Each record below should be repeated precisely as written.

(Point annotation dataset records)
+ + +

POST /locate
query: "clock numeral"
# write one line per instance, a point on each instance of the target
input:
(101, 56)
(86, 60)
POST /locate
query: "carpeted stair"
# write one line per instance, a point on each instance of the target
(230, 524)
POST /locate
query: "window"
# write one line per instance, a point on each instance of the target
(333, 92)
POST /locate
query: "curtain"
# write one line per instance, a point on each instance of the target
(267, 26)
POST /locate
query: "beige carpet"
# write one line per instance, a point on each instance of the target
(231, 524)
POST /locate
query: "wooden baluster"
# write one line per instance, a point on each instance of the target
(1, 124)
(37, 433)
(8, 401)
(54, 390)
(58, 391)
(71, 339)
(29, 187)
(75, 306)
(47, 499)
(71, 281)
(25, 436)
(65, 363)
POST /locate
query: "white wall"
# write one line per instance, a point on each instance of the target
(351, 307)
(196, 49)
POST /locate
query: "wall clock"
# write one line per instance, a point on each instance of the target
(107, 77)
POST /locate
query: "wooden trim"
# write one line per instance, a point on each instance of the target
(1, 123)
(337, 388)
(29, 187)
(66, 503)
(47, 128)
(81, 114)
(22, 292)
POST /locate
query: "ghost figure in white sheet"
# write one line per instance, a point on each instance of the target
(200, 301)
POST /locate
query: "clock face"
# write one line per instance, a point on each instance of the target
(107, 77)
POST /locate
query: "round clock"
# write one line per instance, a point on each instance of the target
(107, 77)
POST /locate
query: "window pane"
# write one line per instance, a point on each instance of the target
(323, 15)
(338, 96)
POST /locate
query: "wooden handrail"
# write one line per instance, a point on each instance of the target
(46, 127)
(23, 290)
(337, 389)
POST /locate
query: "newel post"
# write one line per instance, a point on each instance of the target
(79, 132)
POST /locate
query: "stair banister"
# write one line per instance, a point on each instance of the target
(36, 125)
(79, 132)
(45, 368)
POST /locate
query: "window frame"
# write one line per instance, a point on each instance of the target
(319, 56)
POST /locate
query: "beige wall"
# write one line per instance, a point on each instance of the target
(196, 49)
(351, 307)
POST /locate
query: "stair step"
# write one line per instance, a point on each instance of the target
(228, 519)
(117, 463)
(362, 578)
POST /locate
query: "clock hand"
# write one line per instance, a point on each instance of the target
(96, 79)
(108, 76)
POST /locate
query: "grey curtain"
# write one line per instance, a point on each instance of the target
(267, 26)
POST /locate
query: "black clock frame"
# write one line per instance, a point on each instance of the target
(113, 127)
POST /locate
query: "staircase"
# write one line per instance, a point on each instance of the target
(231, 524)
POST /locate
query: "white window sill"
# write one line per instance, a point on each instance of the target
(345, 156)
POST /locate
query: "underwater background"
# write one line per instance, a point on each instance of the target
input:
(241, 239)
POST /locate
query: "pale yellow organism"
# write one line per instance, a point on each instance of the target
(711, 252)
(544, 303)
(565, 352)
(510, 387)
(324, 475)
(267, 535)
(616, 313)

+ + +

The completed task
POST /locate
query: "clock numeral"
# write one line per instance, a point on each instance of the target
input:
(101, 56)
(86, 60)
POST /locate
query: "carpeted stair"
# write one line per instance, a point on each instance of the target
(230, 524)
POST /locate
query: "window"
# write one line per instance, a point on each instance of the target
(333, 92)
POST /locate
query: "curtain"
# write one line per instance, a point on each instance of the target
(267, 26)
POST /locate
query: "beige carpet"
# write one line per instance, a point on each instance of the target
(231, 524)
POST /locate
query: "wooden baluster"
# write one line per instance, a point on each instance of the target
(1, 124)
(37, 433)
(8, 401)
(54, 390)
(58, 391)
(71, 339)
(29, 187)
(75, 306)
(47, 499)
(71, 281)
(25, 436)
(65, 363)
POST /locate
query: "white wall"
# write one line per instance, a point on each instance of the target
(351, 307)
(196, 49)
POST /locate
query: "wall clock"
# write one line per instance, a point on each instance of the target
(107, 77)
POST /locate
query: "wooden trim"
# write one line per instance, a point on each instance of the target
(1, 123)
(337, 388)
(29, 187)
(66, 503)
(47, 128)
(81, 114)
(22, 292)
POST /locate
query: "ghost figure in white sheet"
# write one line per instance, a point on each instance of the target
(200, 301)
POST /locate
query: "clock face"
# write one line per instance, a point on each instance of the target
(107, 77)
POST /locate
query: "round clock"
# write one line per instance, a point on each instance of the target
(107, 77)
POST /locate
query: "window pane"
# write one line per instance, a point on each instance of the target
(323, 15)
(338, 96)
POST /locate
query: "wooden handrail"
# write one line per instance, a point on each instance of the target
(46, 127)
(23, 290)
(337, 389)
POST /locate
query: "newel post"
# write one line per instance, a point on each instance of the target
(79, 132)
POST /locate
query: "stair banister"
# write one line per instance, a point on each instance of the target
(36, 125)
(79, 132)
(45, 368)
POST /locate
query: "window frame"
# write one line per instance, a point on each instance of the target
(319, 56)
POST /locate
query: "beige wall"
# write one line per instance, a point on each instance of the target
(196, 49)
(351, 307)
POST /locate
query: "stair step"
# write one line per instance, a point on each instance of the target
(228, 519)
(117, 463)
(362, 578)
POST /locate
query: "clock hand"
# write one line per instance, a point on each instance of the target
(96, 79)
(108, 76)
POST /locate
query: "grey curtain"
# write one line per instance, a point on each instance of the target
(267, 26)
POST /locate
query: "black clock frame"
# write one line per instance, a point on each instance of the target
(113, 127)
POST /locate
query: "staircase"
# write one line per instance, a point on each instance of the target
(231, 524)
POST /locate
query: "white window sill"
# write one line per instance, a point on each instance of the target
(345, 156)
POST /locate
query: "underwater background"
# write one line per instance, a point on each instance of the target
input:
(241, 239)
POST /locate
query: "pale yellow organism"
# write one line per instance, a point on each instance of the target
(711, 252)
(544, 303)
(565, 352)
(510, 387)
(324, 475)
(267, 535)
(616, 313)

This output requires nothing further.